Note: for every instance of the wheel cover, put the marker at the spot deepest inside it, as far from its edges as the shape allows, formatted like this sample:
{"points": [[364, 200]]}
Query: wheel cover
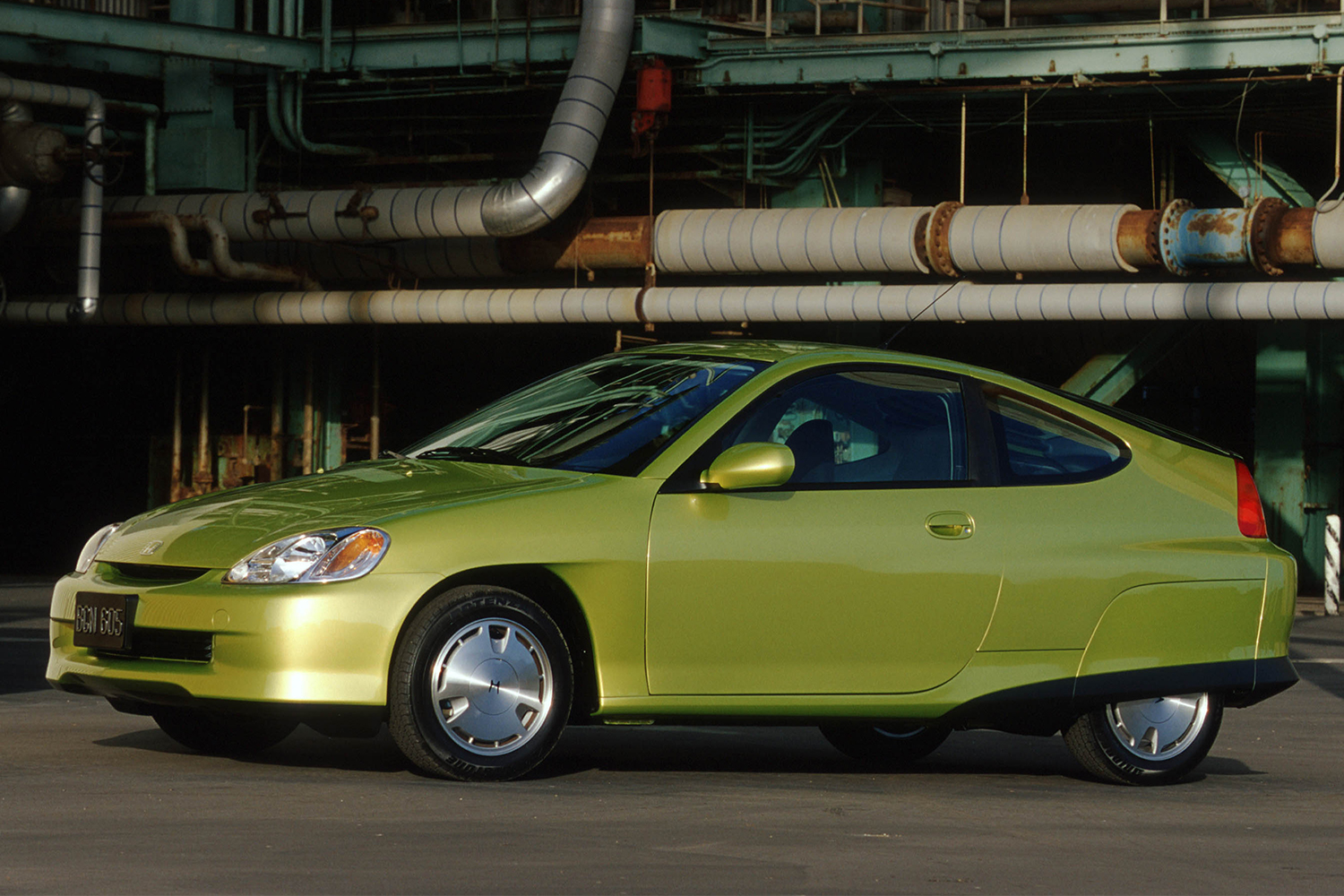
{"points": [[1161, 727], [491, 686]]}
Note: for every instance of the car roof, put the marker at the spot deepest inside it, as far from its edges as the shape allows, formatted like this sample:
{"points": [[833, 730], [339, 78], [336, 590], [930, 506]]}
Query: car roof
{"points": [[774, 351]]}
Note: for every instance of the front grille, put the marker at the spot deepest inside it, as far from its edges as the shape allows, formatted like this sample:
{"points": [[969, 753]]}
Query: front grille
{"points": [[156, 573], [167, 643]]}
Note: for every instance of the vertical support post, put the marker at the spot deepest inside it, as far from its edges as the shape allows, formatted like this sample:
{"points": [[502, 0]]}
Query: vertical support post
{"points": [[1024, 108], [203, 478], [961, 182], [175, 487], [327, 35], [277, 419], [1332, 564], [1279, 435], [375, 418], [308, 413]]}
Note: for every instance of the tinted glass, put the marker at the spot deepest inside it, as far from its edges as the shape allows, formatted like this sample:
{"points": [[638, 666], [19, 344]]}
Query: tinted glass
{"points": [[1035, 444], [866, 427], [610, 416]]}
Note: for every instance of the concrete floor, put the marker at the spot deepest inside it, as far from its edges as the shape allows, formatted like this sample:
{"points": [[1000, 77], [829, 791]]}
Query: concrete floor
{"points": [[94, 801]]}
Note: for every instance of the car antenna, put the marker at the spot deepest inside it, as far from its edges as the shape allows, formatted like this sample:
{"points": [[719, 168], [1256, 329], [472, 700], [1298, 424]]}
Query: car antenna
{"points": [[892, 338]]}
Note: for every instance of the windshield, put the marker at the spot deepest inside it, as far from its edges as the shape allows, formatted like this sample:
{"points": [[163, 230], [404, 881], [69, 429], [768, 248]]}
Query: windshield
{"points": [[610, 416]]}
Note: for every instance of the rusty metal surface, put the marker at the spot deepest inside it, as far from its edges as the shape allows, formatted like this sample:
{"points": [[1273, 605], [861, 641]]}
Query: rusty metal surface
{"points": [[1289, 242], [599, 244], [1137, 238], [938, 244], [1265, 217]]}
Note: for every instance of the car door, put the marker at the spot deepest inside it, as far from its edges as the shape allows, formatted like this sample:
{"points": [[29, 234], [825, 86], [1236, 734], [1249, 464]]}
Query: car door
{"points": [[867, 573]]}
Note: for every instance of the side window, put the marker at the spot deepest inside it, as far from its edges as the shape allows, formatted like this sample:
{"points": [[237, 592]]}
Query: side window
{"points": [[866, 427], [1038, 446]]}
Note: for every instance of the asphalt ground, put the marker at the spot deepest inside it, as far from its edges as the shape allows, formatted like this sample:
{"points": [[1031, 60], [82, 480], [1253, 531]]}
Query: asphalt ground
{"points": [[96, 801]]}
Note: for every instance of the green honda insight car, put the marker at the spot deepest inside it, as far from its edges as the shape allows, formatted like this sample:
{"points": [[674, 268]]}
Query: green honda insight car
{"points": [[886, 546]]}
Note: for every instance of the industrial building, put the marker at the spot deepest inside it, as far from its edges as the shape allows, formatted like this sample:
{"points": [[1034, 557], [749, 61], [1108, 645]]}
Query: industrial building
{"points": [[244, 239]]}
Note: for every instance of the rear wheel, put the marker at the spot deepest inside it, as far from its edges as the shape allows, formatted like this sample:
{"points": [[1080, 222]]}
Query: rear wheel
{"points": [[889, 745], [481, 685], [222, 734], [1158, 740]]}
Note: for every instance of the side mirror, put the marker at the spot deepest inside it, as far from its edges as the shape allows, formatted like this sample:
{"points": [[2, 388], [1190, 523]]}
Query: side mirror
{"points": [[752, 465]]}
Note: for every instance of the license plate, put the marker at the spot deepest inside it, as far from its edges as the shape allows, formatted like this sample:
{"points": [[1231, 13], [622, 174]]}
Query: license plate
{"points": [[104, 619]]}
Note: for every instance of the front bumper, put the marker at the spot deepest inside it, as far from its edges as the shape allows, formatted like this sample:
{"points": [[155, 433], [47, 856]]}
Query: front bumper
{"points": [[297, 643]]}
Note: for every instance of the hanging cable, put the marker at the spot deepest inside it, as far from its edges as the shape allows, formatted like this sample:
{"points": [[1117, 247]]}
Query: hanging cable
{"points": [[1339, 105]]}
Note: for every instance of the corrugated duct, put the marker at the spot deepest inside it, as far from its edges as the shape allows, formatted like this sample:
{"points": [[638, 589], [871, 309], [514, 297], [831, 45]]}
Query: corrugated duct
{"points": [[961, 301], [515, 207]]}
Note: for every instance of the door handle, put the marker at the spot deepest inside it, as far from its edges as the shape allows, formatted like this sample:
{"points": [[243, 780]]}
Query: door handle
{"points": [[951, 524]]}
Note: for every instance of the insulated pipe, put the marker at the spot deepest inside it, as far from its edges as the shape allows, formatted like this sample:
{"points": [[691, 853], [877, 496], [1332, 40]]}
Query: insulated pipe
{"points": [[503, 210], [1038, 238], [798, 241], [90, 210], [960, 301]]}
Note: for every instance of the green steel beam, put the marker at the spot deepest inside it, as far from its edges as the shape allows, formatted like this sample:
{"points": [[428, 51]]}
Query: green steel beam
{"points": [[989, 54], [48, 35], [1241, 172], [1107, 378], [46, 24]]}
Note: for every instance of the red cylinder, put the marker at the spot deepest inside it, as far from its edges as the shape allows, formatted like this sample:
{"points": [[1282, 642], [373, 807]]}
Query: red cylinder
{"points": [[653, 89]]}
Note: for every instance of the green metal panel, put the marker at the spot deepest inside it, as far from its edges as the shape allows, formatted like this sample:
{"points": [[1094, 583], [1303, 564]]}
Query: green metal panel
{"points": [[1241, 172], [1139, 47], [1107, 378]]}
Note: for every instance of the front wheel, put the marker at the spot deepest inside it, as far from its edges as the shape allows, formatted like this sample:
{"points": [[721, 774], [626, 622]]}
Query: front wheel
{"points": [[481, 685], [1158, 740], [889, 745]]}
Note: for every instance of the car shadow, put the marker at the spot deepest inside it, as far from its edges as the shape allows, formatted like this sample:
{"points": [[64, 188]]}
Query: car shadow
{"points": [[698, 750]]}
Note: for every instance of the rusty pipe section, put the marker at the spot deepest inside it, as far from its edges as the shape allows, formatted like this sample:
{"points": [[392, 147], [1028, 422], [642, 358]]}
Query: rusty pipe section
{"points": [[948, 239]]}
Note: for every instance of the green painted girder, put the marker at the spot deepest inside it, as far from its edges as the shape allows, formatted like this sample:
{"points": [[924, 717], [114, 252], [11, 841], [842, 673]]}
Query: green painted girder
{"points": [[1109, 378], [1081, 51], [47, 35], [1242, 175]]}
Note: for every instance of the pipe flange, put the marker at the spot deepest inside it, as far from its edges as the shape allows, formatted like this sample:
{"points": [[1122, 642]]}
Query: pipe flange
{"points": [[1167, 231], [1265, 218], [938, 239]]}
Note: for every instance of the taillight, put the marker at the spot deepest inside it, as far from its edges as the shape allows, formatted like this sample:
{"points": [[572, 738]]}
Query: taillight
{"points": [[1250, 514]]}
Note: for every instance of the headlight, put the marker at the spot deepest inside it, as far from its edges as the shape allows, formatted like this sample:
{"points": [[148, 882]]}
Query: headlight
{"points": [[91, 547], [333, 555]]}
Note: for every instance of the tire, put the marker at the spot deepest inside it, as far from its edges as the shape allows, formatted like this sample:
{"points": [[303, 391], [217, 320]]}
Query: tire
{"points": [[481, 685], [1147, 742], [222, 734], [889, 745]]}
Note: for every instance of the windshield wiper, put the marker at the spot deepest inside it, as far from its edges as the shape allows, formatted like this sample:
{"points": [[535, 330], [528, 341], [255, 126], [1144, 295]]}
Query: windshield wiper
{"points": [[465, 452]]}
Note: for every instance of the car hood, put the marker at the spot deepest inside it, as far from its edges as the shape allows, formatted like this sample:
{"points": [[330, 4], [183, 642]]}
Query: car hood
{"points": [[220, 528]]}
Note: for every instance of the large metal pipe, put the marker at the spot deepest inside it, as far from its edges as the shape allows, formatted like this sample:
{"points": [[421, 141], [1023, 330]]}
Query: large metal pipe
{"points": [[994, 10], [1038, 238], [790, 241], [961, 301], [503, 210], [90, 207]]}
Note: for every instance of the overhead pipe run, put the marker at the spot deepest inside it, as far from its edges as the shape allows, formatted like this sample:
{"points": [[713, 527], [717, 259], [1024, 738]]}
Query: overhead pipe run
{"points": [[503, 210], [961, 301], [90, 206]]}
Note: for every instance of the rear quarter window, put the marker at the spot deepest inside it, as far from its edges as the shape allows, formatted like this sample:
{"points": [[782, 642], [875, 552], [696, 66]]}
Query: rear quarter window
{"points": [[1038, 445]]}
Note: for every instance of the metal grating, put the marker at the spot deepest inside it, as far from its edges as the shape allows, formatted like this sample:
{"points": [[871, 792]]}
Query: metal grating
{"points": [[167, 643]]}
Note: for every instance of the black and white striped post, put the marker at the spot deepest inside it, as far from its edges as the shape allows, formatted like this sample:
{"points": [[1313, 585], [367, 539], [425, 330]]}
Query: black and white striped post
{"points": [[1332, 564]]}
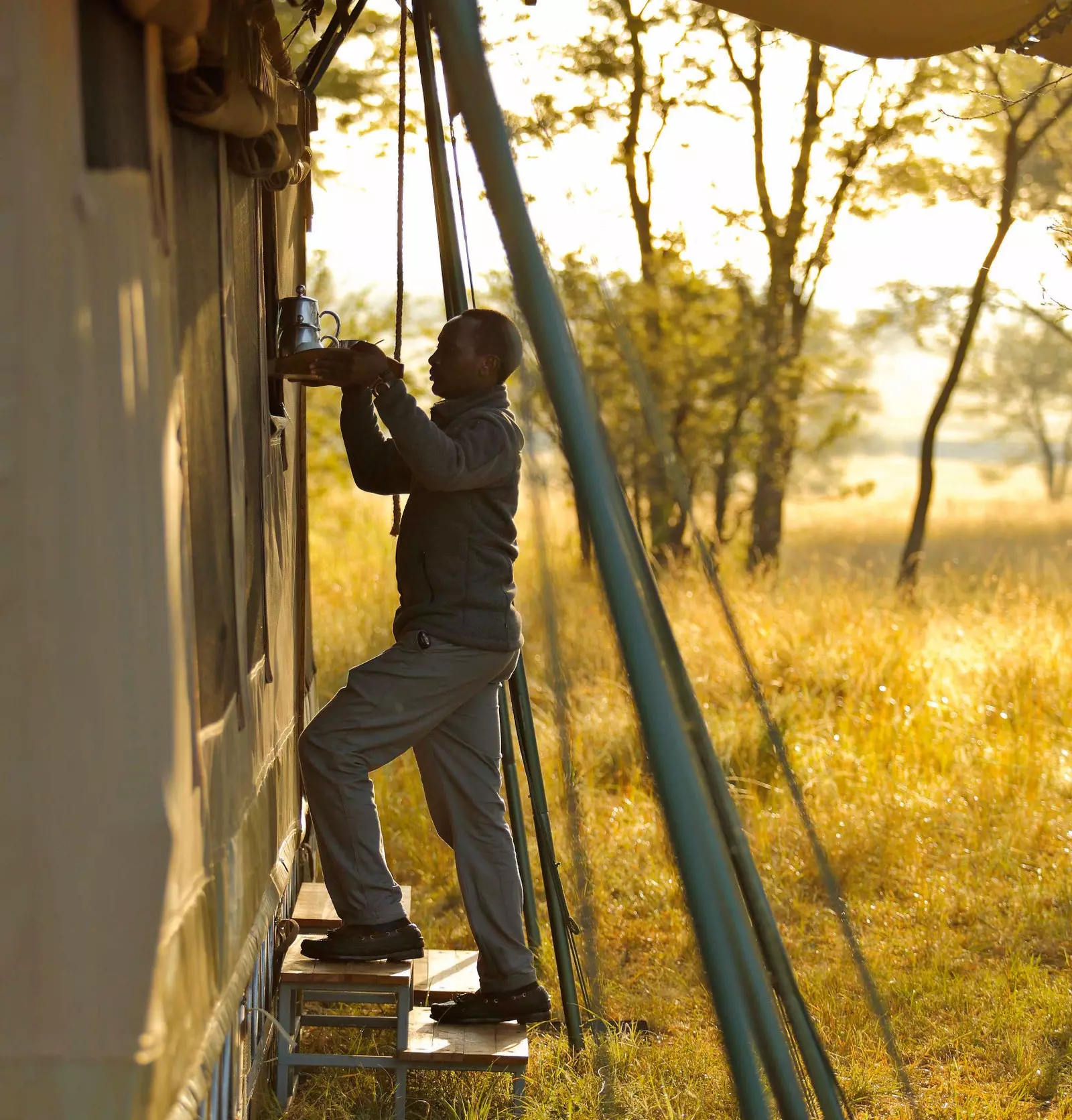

────────────────────────────────────────

### ABOUT THIS EXERCISE:
Please set down only the lines from the first line of the records above through the line that has "Note: for every instance of the car antenna, put", exactly, and not the pictures.

### EXERCISE SOLUTION:
Note: for every instance of the wheel cover, put the marker at the spot deepest inside it, as far from its edges as the shape allows, formatted like this sample:
{"points": [[364, 200]]}
Query: wheel cover
{"points": [[1161, 727], [491, 686]]}
Note: for every instance of the car roof, put the marker at the spot deepest inside it, as far from its edges as the shape allows, formatted like this sample:
{"points": [[833, 730], [339, 78], [336, 590], [930, 506]]}
Query: car roof
{"points": [[774, 351]]}
Note: for every instance of the front grille, put the marker at the spot deepest inside it, as far from its edges as the shape allows, formatted like this sample:
{"points": [[969, 753]]}
Query: front grille
{"points": [[156, 573], [167, 643]]}
Note: for every instance of the vertical support post, put the marker at the spot deepest inside it, as far from its edges as the shape allows, formatted like this sample:
{"points": [[502, 0]]}
Query: vertical support post
{"points": [[1024, 108], [203, 478], [961, 182], [175, 487], [327, 35], [277, 419], [1332, 564], [1279, 435], [375, 418], [308, 413]]}
Note: for every instance of the tinted glass, put the marker at the spot deepest inside it, as far from its edges as the shape allows, formatted like this sample:
{"points": [[638, 666], [19, 344]]}
Query: tinted glass
{"points": [[1035, 444], [866, 427], [610, 416]]}
Note: for every instance of the concrete floor, put the marker at the spot deepest inside it, as far from its edges as the shape allows, formatted like this sample:
{"points": [[1000, 77], [829, 791]]}
Query: concrete floor
{"points": [[94, 801]]}
Note: for every instance of the car antenna, put the marker at the spot deepest inside it, as far from its edges as the shape allows, formatted like this sample:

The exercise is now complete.